ASSIGNMENT — Skip the pictures. Quote every line below, exactly, from the one with "For your reference, a" through the final line.

AVAILABLE RECORDS —

____________________

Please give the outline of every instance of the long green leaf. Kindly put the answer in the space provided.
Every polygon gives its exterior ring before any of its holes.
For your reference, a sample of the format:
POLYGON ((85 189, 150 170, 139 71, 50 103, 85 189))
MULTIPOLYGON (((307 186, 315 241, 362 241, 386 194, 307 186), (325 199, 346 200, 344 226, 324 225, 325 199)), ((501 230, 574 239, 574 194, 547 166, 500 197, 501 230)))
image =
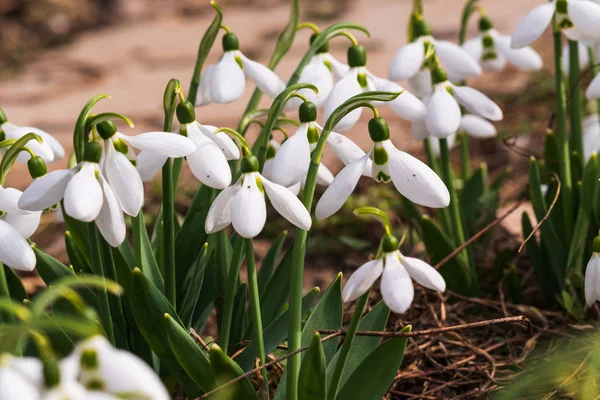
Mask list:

____________________

EXERCISE SOLUTION —
For your reference, a sample of the format:
POLYGON ((85 189, 150 170, 139 71, 50 103, 85 189))
MULTIPOLYGON (((307 186, 315 241, 362 241, 386 194, 307 186), (325 199, 346 200, 344 226, 324 225, 325 199)), ((501 230, 574 239, 574 194, 547 166, 500 197, 501 230)))
image =
Mask list:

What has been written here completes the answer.